AIM OF THE EXERCISE
Count how many lines in the records below contain the word "frond", and reply with that number alone.

--- start ---

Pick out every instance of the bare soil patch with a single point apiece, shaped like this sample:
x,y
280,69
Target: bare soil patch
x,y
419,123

--- end ---
--- start ---

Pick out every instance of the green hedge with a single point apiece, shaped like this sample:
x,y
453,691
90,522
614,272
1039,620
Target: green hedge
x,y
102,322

--- end ---
--- start ---

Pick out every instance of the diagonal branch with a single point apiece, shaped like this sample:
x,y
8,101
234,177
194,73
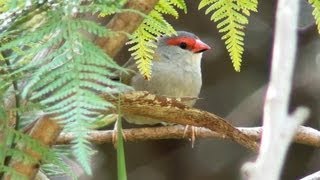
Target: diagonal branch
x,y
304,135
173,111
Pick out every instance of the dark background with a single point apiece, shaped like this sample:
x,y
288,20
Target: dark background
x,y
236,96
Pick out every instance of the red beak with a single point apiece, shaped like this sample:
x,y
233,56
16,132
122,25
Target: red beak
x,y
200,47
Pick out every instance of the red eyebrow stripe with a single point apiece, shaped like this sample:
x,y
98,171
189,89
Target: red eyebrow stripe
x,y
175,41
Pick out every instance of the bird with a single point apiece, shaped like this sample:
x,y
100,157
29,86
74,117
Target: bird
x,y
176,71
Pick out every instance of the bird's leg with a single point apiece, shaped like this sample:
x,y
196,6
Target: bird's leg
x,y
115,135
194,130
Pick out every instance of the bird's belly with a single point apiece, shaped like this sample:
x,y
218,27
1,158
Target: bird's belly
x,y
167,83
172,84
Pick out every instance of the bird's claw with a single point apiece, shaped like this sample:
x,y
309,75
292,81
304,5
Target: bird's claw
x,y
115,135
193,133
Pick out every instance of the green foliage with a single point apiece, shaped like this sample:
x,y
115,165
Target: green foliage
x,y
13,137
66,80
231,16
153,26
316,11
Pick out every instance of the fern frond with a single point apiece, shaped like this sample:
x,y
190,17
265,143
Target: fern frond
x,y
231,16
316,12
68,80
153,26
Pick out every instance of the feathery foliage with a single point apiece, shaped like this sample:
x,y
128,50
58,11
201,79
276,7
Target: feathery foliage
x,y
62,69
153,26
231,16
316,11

--- end ---

PROBLEM SOLUTION
2